Text section ▸
* * * * * * * * *
Re: How best to install Spark?

Ken Williams Fri, 30 Jan 2015 06:47:40 -0800

Ok - I have been able to add the relation using this,

                juju add-relation yarn-hdfs-master:resourcemanager
spark-master


But I still cannot see a /etc/hadoop/conf directory on the spark-master
machine
so I still get the same error about HADOOP_CONF_DIR and YARN_CONF_DIR
(below),


root@ip-172-31-60-53:~# spark-submit --class
org.apache.spark.examples.SparkPi     --master yarn-client
--num-executors 3     --driver-memory 1g     --executor-memory 1g
--executor-cores 1     --queue thequeue     lib/spark-examples*.jar     10
Spark assembly has been built with Hive, including Datanucleus jars on
classpath
Exception in thread "main" java.lang.Exception: When running with master
'yarn-client' either HADOOP_CONF_DIR or YARN_CONF_DIR must be set in the
environment.
at
org.apache.spark.deploy.SparkSubmitArguments.checkRequiredArguments(SparkSubmitArguments.scala:177)
at
org.apache.spark.deploy.SparkSubmitArguments.<init>(SparkSubmitArguments.scala:81)
at org.apache.spark.deploy.SparkSubmit$.main(SparkSubmit.scala:70)
at org.apache.spark.deploy.SparkSubmit.main(SparkSubmit.scala)
root@ip-172-31-60-53:~#

Should there be a /etc/hadoop/conf directory ?

Thanks for any help,

Ken


On 30 January 2015 at 12:59, Samuel Cozannet <samuel.cozan...@canonical.com>
wrote:

> Have you tried without ':master":
>
> juju add-relation yarn-hdfs-master:resourcemanager spark-master
>
> I think Spark master consumes the relationship but doesn't have to expose
> its master relationship.
>
> Rule of thumb, when a relation is non ambiguous on one of its ends, there
> is no requirement to specify it when adding it.
>
> Another option if this doesn't work is to use the GUI to create the
> relation. It will give you a dropdown of available relationships between
> entities.
* * * * * * * * *
Task list ▸
1/ For each statement below, say whether it agrees with the Spark installation thread and quote the exact words from the thread that decide it.
(a) Ken managed to add the relation between yarn-hdfs-master and spark-master.
(b) After adding the relation, Ken could see a /etc/hadoop/conf directory on the spark-master machine.
(c) The error message says that both HADOOP_CONF_DIR and YARN_CONF_DIR must be set.
2/ Reproduce word for word the passage of the Spark installation thread starting with "On 30 January" and going on through "its master relationship.".
3/ In the Spark installation thread, according to Samuel's rule of thumb, when is there no need to specify a relation's end when adding it?

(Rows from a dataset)
* * * * * * * * *
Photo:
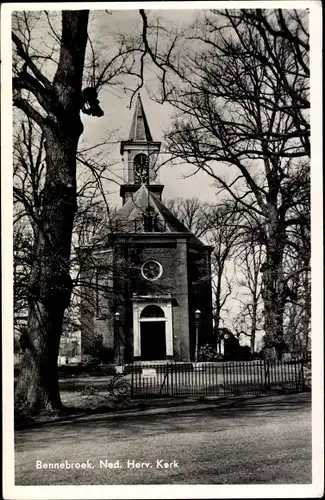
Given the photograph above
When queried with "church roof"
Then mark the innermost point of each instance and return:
(140, 130)
(129, 217)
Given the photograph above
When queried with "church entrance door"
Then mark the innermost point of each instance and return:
(153, 340)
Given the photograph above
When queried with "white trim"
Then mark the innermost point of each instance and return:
(165, 303)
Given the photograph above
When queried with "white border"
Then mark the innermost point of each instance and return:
(167, 491)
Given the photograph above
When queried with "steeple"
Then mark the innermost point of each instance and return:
(140, 130)
(140, 153)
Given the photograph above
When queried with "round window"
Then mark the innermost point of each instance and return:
(151, 270)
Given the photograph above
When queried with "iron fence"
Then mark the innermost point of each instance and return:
(217, 379)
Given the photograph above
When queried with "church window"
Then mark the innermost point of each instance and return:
(141, 169)
(151, 270)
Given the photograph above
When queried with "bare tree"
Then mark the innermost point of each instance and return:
(243, 98)
(249, 319)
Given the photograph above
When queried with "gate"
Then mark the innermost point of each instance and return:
(216, 379)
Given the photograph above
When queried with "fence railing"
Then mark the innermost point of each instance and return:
(218, 379)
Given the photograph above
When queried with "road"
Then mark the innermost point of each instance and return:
(263, 440)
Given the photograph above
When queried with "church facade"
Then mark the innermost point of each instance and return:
(148, 272)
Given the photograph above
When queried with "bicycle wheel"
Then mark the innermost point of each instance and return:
(122, 389)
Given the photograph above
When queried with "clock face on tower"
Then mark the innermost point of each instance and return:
(141, 169)
(151, 270)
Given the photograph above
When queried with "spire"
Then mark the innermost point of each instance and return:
(139, 129)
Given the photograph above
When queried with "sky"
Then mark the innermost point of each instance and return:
(118, 116)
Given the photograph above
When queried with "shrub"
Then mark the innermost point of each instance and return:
(209, 353)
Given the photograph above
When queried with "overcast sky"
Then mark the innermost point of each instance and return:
(117, 118)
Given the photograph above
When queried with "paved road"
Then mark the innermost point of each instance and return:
(265, 440)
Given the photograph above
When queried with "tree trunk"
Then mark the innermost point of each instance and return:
(50, 283)
(254, 324)
(273, 296)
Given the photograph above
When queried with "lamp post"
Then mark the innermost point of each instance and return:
(197, 315)
(117, 335)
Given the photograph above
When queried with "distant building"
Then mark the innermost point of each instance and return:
(149, 273)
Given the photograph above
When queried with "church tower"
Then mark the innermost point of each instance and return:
(149, 270)
(140, 153)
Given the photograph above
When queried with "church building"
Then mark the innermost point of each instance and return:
(148, 272)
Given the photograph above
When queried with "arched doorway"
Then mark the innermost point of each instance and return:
(153, 333)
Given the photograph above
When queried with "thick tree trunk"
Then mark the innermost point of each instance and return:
(254, 324)
(50, 283)
(273, 297)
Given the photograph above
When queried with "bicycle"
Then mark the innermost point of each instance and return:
(118, 386)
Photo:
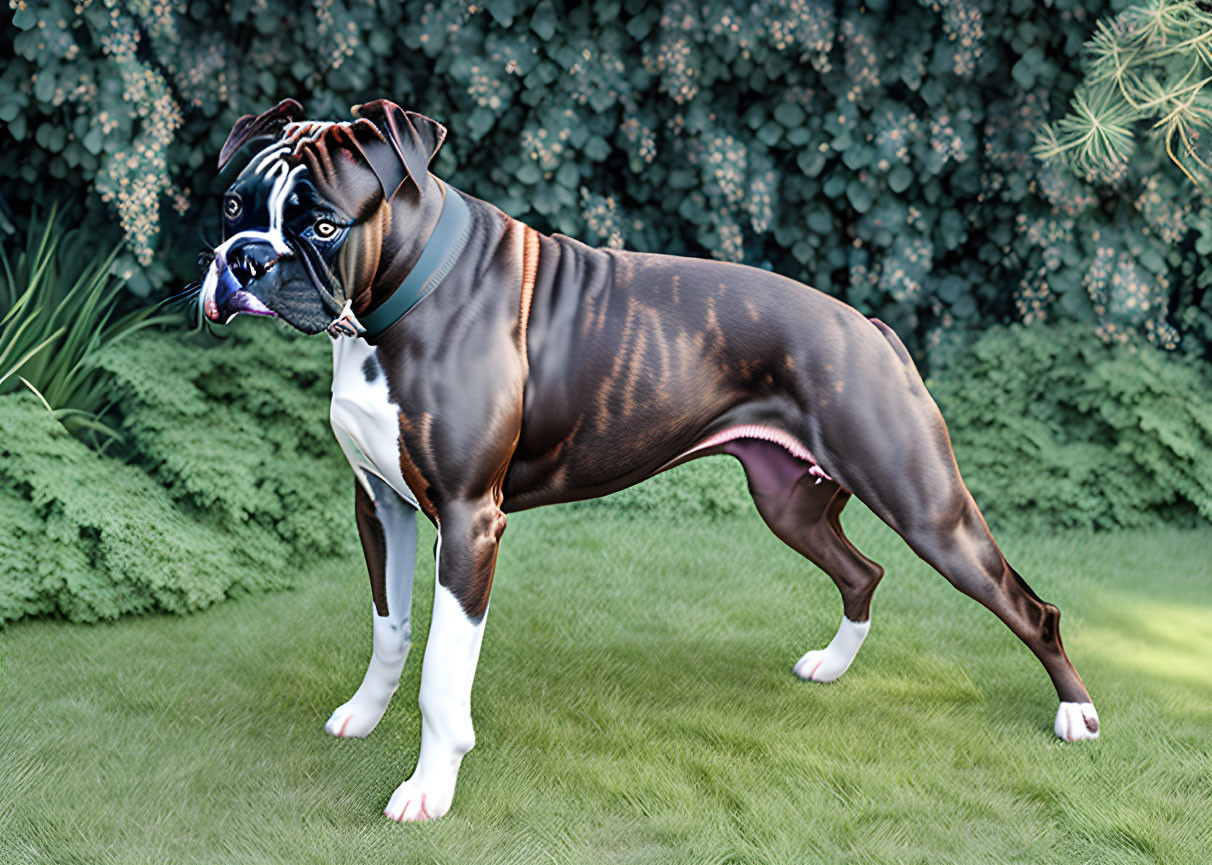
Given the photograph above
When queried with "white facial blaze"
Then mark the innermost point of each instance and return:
(283, 178)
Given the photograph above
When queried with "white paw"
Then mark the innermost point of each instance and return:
(828, 664)
(356, 719)
(822, 665)
(1076, 721)
(412, 802)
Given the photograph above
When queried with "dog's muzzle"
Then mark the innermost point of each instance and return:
(226, 290)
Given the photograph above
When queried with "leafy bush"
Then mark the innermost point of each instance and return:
(876, 150)
(233, 481)
(56, 315)
(1055, 429)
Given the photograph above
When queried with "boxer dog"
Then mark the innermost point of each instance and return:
(481, 367)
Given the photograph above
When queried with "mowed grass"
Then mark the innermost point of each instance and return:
(635, 704)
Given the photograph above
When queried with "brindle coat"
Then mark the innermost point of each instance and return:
(544, 371)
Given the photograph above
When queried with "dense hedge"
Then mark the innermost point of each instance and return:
(1055, 429)
(230, 482)
(1052, 429)
(878, 150)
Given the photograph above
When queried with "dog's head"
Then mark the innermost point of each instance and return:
(325, 212)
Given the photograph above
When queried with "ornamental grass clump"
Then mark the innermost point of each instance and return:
(57, 313)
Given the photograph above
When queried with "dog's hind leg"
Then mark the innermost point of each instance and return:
(804, 510)
(896, 457)
(958, 544)
(388, 528)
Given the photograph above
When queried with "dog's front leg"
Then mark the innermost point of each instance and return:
(468, 534)
(388, 528)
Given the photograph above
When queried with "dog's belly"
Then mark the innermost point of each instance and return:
(365, 422)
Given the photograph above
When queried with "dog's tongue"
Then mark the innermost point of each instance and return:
(230, 299)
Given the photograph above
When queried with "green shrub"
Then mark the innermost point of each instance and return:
(232, 481)
(878, 150)
(1055, 429)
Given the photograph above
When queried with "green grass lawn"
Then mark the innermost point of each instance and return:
(635, 704)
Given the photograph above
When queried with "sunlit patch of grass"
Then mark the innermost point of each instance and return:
(635, 704)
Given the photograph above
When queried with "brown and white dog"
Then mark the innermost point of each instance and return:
(507, 370)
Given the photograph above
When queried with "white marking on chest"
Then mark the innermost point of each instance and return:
(364, 419)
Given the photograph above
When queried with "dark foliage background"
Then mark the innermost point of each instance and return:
(878, 150)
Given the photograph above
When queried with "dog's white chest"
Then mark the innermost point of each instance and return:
(362, 417)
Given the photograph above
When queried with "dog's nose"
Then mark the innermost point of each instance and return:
(250, 261)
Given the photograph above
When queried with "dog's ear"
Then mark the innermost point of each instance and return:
(336, 159)
(266, 125)
(413, 137)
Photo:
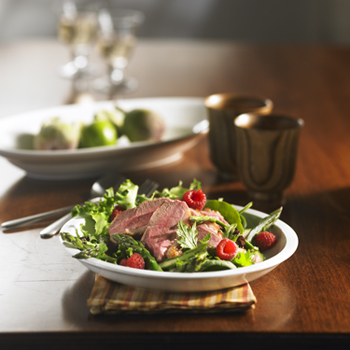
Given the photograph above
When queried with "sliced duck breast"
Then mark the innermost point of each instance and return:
(134, 221)
(161, 230)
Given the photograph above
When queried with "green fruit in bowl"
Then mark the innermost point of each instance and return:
(115, 116)
(143, 125)
(56, 134)
(98, 133)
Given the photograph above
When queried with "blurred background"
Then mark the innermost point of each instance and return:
(258, 21)
(31, 54)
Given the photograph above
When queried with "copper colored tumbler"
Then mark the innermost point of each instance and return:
(267, 153)
(222, 109)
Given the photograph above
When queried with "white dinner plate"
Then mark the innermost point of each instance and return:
(185, 120)
(287, 243)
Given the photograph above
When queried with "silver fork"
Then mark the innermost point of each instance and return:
(147, 188)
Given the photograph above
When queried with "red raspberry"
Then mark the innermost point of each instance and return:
(123, 262)
(195, 199)
(135, 261)
(264, 240)
(226, 249)
(116, 211)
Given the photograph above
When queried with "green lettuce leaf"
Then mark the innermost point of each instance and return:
(230, 214)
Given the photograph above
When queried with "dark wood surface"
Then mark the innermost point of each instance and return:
(303, 303)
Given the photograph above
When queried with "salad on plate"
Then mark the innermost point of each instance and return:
(174, 230)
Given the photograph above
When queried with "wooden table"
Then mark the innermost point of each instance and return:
(303, 303)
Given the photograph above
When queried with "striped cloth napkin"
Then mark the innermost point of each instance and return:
(112, 298)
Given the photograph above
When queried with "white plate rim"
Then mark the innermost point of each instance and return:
(35, 154)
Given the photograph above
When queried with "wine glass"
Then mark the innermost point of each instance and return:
(77, 28)
(115, 43)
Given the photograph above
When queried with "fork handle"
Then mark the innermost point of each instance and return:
(33, 218)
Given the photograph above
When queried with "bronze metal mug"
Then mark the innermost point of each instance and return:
(267, 153)
(222, 109)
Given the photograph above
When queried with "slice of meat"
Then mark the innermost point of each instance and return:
(134, 221)
(161, 230)
(213, 229)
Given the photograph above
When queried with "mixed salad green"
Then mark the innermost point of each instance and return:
(93, 239)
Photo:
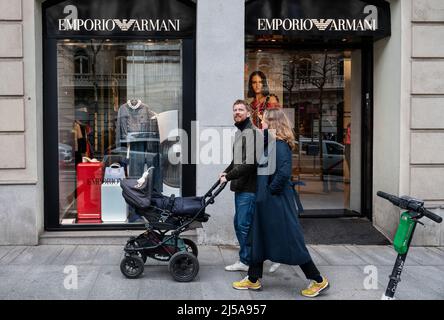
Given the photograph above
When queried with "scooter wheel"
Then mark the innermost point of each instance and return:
(132, 267)
(190, 246)
(183, 266)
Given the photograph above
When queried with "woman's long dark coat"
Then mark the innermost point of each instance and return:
(275, 233)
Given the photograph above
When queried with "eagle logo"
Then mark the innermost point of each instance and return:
(322, 24)
(124, 25)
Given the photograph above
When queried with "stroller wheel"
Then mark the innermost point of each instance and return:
* * * * * * * * *
Results ▸
1/
(a) Yes: "I have been able to add the relation using this"
(b) No: "I still cannot see a /etc/hadoop/conf directory on the spark-master"
(c) No: "either HADOOP_CONF_DIR or YARN_CONF_DIR must be set"

2/
On 30 January 2015 at 12:59, Samuel Cozannet <samuel.cozan...@canonical.com>
wrote:

> Have you tried without ':master":
>
> juju add-relation yarn-hdfs-master:resourcemanager spark-master
>
> I think Spark master consumes the relationship but doesn't have to expose
> its master relationship.

3/ When the relation is non ambiguous on one of its ends.